• ENUNCIADO: Reproduzca el tramo del fragmento sobre la memoria en tiempos del virus que va desde "A lo largo de" hasta "de cristal puntiagudo.", y sustituya "esperanza" por "ilusión".

• FRAGMENTO SELECCIONADO:

22/04/2020

De la memoria en tiempo del virus

la memoria en tiempo de virus
Alejandro Castillejo Cuéllar
Comisionado de la Verdad
Profesor del Departamento de  Antropología 


 
“Is there anybody out there?”
[“Hay alguien ahí afuera?”]
Pink Floyd


Me he dedicado a estudiar ruinas, y a entender los rastros, las reverberaciones y los ecos que dejan los eventos violentos en los parajes existenciales de seres humanos concretos.

Por eventos violentos, me refiero a la distribución social del sufrimiento y a la manera como una serie de relaciones (no solo “actos” sobre un cuerpo o sobre un territorio) arruinan vidas. Por mi formación, me acostumbré a pensar en la violencia como algo que le sucede a personas y comunidades debido a guerras y conflictos armados.

Sin embargo, me parece que la noción de violencia debe ampliarse a sus relaciones visibles e invisibles, a las conexiones de las conexiones, como el pensador de la ecología, Gregory Bateson, solía decir. En este contexto, siempre me inquieté por la creatividad que despliegan algunos para dañar a otros y a otras. Describí esta sensación de perturbación y retorno fantasmal alguna vez en un texto que lleva por título The Courage of Despair [El Coraje de la Desesperanza, 2007] en el que relato mis encuentros con sobrevivientes de Ruanda, Sierra Leona, Sarajevo y Burundi una década antes.

A lo largo de los años, he recabado no sólo historias, testimonios y sonidos de esos lugares del terror, entre S-21 en Camboya o Mapiripán en Colombia, sino también las modulaciones de la esperanza: madres, hijas, niños o mujeres de muchas latitudes me han mostrado que incluso en los momentos más oscuros de la humanidad (que está repleta de oscurantismo) emergen instantes “epifánicos”, gestos minúsculos, donde el halo de la vida se sobrepone a los rayos de cristal puntiagudo.

El agotamiento que me produce la hiperventilación mediática de la pandemia (y su mezquina utilización política) me hace pensar en cómo ciertas sociedades acumulan pandemias, una encima de la otra, como capas estratigráficas que se superponen y se entrelazan en el tiempo histórico. Incluso, normalizándolas: acumulamos cuerpos sobre cuerpos, territorios heridos sobre territorios. “Montañas de cadáveres”, decía el filósofo Walter Benjamin: somos una continuidad de violencias, de largas y cortas temporalidades.

• DATOS PRESENTADOS:

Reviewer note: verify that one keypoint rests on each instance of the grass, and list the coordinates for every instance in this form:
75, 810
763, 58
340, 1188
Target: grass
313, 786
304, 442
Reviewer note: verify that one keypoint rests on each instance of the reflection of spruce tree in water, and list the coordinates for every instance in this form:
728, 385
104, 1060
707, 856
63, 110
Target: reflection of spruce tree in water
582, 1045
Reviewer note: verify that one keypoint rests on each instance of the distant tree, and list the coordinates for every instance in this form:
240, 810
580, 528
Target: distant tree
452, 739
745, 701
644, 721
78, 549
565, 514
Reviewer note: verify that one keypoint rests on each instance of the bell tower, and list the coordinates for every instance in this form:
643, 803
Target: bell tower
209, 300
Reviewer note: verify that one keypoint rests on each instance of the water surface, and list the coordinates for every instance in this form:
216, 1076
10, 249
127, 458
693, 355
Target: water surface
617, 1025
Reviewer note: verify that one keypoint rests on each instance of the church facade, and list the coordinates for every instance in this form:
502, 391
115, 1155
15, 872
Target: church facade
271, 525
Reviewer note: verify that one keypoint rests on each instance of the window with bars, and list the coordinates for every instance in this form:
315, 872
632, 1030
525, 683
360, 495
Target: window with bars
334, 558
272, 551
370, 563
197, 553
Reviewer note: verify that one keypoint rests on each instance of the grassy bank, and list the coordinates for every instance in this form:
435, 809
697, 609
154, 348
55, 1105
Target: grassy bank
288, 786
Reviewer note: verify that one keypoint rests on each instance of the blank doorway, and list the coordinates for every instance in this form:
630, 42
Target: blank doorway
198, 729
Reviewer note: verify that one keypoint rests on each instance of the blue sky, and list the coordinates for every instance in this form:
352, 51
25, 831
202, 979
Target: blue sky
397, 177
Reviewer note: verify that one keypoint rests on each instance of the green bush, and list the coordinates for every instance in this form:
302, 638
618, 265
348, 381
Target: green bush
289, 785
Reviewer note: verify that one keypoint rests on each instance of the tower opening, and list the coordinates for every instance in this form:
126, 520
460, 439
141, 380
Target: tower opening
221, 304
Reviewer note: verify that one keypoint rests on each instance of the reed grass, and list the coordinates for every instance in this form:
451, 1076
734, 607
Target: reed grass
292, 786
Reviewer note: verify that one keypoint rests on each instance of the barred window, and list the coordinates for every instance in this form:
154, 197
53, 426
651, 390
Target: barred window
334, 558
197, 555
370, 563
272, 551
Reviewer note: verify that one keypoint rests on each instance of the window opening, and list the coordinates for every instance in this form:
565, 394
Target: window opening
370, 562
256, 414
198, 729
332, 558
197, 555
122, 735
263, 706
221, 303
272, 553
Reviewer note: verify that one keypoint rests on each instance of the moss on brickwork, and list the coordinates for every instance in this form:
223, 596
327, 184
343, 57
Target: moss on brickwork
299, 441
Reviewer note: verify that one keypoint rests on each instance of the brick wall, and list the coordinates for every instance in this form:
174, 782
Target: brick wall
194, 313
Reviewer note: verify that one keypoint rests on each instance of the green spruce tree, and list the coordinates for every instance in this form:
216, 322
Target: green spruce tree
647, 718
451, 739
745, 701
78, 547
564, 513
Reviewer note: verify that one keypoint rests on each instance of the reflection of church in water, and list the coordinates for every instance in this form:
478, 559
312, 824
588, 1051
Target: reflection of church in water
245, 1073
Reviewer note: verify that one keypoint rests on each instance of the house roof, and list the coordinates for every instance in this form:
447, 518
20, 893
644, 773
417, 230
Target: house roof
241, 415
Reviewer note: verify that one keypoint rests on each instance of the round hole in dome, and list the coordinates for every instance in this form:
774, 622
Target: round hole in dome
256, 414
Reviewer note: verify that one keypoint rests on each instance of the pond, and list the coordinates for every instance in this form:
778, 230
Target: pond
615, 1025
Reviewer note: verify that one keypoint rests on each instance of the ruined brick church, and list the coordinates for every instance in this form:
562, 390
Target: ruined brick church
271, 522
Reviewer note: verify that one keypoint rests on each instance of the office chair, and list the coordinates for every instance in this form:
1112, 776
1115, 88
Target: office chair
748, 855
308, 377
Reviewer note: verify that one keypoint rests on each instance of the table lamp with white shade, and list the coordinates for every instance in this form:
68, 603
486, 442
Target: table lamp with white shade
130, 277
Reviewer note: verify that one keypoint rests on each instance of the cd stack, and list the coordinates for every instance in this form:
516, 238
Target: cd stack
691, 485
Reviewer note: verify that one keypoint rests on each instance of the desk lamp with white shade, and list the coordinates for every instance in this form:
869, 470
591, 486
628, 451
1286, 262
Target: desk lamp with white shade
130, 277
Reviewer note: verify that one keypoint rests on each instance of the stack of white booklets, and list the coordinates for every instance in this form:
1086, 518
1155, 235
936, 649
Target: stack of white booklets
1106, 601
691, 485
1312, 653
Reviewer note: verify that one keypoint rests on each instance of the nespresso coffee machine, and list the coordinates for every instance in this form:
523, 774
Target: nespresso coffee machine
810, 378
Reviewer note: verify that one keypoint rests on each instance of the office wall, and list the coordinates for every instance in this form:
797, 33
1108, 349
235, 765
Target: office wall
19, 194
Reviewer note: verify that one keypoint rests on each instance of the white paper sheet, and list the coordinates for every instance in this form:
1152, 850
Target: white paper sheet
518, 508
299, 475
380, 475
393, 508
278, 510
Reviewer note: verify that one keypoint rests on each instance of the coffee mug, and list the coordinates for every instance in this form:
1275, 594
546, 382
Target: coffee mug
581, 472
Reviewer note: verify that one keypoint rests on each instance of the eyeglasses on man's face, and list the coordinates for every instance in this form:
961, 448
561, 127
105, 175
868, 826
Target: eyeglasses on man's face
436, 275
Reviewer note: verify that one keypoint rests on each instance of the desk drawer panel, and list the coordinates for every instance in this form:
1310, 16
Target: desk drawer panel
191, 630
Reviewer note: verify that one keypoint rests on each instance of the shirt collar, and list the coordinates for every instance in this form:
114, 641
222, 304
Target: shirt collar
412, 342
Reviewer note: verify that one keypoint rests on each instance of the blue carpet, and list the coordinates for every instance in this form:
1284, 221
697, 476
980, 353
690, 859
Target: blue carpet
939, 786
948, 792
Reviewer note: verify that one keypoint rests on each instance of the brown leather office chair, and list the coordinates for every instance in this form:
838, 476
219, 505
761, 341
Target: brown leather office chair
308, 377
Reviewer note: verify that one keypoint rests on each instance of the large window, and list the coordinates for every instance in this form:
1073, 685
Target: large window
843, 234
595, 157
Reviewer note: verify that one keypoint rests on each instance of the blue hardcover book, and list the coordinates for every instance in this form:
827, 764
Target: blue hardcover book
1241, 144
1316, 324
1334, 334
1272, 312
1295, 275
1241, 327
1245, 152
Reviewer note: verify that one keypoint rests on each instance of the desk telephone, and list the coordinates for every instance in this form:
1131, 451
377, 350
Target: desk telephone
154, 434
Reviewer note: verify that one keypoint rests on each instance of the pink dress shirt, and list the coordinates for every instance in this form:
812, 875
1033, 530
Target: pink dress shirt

• SOLUCIÓN:
A lo largo de los años, he recabado no sólo historias, testimonios y sonidos de esos lugares del terror, entre S-21 en Camboya o Mapiripán en Colombia, sino también las modulaciones de la ilusión: madres, hijas, niños o mujeres de muchas latitudes me han mostrado que incluso en los momentos más oscuros de la humanidad (que está repleta de oscurantismo) emergen instantes “epifánicos”, gestos minúsculos, donde el halo de la vida se sobrepone a los rayos de cristal puntiagudo.